The complete listing, repeated precisely, must form the answer.

Data in this exercise:
▶

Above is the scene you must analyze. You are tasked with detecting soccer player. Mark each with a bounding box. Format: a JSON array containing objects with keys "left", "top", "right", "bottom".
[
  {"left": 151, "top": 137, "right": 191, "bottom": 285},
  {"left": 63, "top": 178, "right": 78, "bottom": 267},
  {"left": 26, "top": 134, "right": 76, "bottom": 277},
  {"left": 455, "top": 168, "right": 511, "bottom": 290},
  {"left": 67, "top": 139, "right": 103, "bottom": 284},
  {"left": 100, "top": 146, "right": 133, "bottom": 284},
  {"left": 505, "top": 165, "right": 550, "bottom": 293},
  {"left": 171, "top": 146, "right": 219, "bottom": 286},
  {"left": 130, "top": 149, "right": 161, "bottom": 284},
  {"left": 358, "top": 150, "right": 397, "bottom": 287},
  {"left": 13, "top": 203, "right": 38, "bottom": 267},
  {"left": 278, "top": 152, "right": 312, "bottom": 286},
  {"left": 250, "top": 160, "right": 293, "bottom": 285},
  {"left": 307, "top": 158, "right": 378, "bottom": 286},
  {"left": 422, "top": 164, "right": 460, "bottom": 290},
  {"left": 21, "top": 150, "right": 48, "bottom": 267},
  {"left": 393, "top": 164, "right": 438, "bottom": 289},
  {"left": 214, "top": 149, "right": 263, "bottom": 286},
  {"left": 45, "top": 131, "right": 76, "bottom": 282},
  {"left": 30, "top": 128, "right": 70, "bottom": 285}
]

◀

Solution for this problem:
Above is the scene you must analyze. You are tasked with detecting soccer player. Mark each with a bounding box. Format: a JSON array containing objects with keys "left", "top", "right", "bottom".
[
  {"left": 151, "top": 137, "right": 191, "bottom": 285},
  {"left": 63, "top": 178, "right": 78, "bottom": 267},
  {"left": 26, "top": 134, "right": 76, "bottom": 277},
  {"left": 455, "top": 168, "right": 511, "bottom": 290},
  {"left": 67, "top": 139, "right": 103, "bottom": 284},
  {"left": 100, "top": 146, "right": 133, "bottom": 284},
  {"left": 505, "top": 165, "right": 550, "bottom": 293},
  {"left": 171, "top": 146, "right": 219, "bottom": 286},
  {"left": 130, "top": 149, "right": 161, "bottom": 284},
  {"left": 358, "top": 150, "right": 397, "bottom": 287},
  {"left": 13, "top": 203, "right": 38, "bottom": 267},
  {"left": 278, "top": 152, "right": 312, "bottom": 286},
  {"left": 250, "top": 160, "right": 293, "bottom": 285},
  {"left": 307, "top": 158, "right": 378, "bottom": 286},
  {"left": 422, "top": 164, "right": 460, "bottom": 290},
  {"left": 21, "top": 150, "right": 48, "bottom": 267},
  {"left": 393, "top": 164, "right": 438, "bottom": 289},
  {"left": 214, "top": 149, "right": 263, "bottom": 286},
  {"left": 45, "top": 131, "right": 76, "bottom": 282},
  {"left": 30, "top": 128, "right": 70, "bottom": 285}
]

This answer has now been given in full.